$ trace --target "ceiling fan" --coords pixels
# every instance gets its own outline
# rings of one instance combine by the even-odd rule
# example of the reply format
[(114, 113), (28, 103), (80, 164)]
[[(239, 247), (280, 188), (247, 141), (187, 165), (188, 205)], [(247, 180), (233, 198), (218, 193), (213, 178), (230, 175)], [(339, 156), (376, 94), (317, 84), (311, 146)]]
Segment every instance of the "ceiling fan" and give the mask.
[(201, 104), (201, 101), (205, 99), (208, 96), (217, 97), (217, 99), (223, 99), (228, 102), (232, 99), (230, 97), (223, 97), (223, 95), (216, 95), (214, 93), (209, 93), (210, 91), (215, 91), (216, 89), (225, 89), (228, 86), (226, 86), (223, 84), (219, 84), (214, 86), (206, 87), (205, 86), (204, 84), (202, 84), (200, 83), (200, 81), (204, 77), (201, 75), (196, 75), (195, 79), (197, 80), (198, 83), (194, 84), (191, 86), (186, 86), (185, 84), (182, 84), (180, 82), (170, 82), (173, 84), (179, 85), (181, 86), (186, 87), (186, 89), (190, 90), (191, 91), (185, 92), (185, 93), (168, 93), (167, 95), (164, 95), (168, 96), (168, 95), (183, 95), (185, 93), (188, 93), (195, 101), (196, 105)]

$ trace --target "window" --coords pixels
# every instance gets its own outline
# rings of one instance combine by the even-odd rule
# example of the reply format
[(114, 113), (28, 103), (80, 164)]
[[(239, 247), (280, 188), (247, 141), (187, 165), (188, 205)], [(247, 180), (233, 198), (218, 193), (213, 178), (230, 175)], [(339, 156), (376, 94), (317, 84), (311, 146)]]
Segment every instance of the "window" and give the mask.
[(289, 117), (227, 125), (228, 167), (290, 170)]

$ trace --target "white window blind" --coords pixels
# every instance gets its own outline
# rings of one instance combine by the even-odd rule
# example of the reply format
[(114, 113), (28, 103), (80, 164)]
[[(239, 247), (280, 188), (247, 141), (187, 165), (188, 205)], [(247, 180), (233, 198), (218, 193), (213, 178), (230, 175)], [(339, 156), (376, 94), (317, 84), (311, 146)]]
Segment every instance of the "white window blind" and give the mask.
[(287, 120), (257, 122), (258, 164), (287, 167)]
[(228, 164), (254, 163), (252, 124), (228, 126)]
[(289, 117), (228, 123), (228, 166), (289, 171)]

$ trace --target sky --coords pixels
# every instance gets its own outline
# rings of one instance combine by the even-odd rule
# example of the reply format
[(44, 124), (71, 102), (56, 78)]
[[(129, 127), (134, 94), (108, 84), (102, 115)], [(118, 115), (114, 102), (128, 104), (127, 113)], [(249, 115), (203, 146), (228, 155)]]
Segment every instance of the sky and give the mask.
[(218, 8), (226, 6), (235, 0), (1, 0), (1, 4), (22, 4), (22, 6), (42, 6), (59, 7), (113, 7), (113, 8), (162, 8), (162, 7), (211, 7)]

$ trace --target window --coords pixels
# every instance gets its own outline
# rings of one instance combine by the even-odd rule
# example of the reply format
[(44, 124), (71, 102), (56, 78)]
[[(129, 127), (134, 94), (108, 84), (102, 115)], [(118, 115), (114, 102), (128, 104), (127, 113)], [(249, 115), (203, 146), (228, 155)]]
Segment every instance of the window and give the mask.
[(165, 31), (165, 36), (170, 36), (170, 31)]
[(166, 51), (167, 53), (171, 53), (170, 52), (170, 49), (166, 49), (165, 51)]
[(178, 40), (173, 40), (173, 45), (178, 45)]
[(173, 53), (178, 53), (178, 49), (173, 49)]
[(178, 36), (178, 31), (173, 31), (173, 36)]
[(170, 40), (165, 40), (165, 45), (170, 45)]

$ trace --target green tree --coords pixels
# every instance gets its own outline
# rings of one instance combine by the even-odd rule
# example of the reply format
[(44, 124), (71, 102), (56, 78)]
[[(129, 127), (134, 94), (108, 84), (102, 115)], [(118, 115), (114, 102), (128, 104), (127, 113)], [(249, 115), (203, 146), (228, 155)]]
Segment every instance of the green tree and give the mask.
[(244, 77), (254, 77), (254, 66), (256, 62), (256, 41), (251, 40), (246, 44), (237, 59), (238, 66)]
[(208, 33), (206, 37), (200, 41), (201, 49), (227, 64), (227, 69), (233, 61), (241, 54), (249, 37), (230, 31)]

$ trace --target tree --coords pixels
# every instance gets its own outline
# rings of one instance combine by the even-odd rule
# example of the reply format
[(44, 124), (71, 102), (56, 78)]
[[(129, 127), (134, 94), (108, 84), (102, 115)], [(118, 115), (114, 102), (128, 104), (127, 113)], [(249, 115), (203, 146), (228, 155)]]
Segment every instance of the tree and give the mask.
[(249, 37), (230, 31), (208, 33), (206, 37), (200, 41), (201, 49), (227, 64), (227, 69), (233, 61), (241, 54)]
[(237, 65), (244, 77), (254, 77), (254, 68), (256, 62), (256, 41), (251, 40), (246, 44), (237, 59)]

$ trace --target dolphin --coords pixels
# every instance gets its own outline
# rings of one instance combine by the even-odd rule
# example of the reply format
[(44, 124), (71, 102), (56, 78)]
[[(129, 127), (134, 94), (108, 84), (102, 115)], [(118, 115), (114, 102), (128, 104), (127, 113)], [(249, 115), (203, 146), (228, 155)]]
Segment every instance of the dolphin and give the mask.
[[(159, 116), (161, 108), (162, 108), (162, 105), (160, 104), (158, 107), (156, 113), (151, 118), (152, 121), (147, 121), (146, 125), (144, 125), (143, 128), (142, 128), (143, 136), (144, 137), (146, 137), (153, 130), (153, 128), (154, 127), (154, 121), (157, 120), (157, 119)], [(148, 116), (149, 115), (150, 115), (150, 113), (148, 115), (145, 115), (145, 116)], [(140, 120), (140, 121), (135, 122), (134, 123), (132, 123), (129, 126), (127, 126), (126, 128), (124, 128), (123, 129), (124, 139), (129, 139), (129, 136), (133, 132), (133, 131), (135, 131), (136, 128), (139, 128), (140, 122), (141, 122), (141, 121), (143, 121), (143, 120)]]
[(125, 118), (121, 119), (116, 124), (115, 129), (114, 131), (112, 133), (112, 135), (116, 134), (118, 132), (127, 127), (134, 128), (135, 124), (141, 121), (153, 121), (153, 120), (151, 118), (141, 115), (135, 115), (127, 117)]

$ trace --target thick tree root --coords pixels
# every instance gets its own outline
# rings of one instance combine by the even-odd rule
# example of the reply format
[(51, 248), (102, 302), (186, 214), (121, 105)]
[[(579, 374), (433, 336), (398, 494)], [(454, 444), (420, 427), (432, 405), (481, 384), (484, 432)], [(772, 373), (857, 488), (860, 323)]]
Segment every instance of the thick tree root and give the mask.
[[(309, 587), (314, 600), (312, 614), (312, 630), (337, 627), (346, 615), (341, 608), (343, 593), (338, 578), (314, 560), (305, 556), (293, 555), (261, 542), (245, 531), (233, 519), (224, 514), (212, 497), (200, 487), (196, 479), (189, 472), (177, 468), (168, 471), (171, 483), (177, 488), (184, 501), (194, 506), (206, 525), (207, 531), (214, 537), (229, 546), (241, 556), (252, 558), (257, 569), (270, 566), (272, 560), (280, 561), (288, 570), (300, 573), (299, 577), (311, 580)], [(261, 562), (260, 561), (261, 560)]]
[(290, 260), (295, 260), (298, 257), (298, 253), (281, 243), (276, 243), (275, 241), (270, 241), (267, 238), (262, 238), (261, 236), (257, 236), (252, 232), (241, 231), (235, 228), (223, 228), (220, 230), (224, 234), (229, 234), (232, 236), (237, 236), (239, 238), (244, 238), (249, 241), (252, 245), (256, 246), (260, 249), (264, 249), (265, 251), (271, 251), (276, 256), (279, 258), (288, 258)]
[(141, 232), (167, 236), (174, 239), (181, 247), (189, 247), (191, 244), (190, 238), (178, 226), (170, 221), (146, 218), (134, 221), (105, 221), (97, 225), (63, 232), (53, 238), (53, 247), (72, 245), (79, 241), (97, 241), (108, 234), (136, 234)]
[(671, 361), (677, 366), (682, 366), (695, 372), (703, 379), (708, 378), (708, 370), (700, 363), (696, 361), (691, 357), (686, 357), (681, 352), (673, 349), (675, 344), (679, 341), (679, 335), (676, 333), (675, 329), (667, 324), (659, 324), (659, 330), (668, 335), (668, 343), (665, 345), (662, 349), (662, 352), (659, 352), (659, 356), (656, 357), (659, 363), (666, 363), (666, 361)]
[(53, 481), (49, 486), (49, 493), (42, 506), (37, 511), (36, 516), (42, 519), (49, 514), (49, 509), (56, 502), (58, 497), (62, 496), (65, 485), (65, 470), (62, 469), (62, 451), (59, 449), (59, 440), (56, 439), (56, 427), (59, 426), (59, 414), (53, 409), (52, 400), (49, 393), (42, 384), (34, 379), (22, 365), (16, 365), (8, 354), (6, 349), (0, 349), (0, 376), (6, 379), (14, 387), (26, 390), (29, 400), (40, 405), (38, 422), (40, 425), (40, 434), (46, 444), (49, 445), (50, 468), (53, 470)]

□ □ □ □

Starting with the line containing "sky --coords pixels" and going on through the line containing "[(170, 40), (165, 40), (165, 45), (170, 45)]", both included, write out that stretch of the data again. Shift every coordinate in the answer outlines by adding 42 to it.

$ trace --target sky --coords pixels
# every instance gets its own outline
# rings of one instance combine by the even-odd rule
# example of the reply format
[(44, 124), (71, 102), (56, 78)]
[[(129, 127), (134, 94), (108, 84), (102, 115)], [(118, 115), (114, 102), (128, 104), (127, 113)], [(249, 115), (203, 146), (228, 155)]]
Segment every instance of the sky and give the mask.
[(260, 50), (268, 48), (277, 42), (43, 42), (43, 46), (64, 46), (64, 48), (84, 48), (101, 49), (155, 49), (155, 50), (204, 50), (204, 49), (253, 49)]

$ trace --target window --coords pixels
# every instance gets its own outline
# rings of one instance combine by the even-odd rule
# example of the reply format
[(44, 124), (71, 102), (56, 78)]
[[(129, 127), (134, 94), (108, 84), (102, 115)], [(118, 115), (114, 102), (128, 104), (127, 113)], [(249, 115), (203, 146), (228, 155)]]
Segment every instance of the window and give the mask.
[(207, 73), (207, 78), (212, 78), (212, 73)]
[(208, 93), (209, 95), (213, 95), (212, 94), (212, 91), (208, 91), (207, 93)]
[(220, 82), (215, 82), (215, 87), (220, 87)]
[(215, 95), (220, 95), (220, 91), (215, 91)]
[(220, 78), (220, 73), (215, 73), (215, 78)]
[(212, 82), (207, 82), (207, 87), (212, 87)]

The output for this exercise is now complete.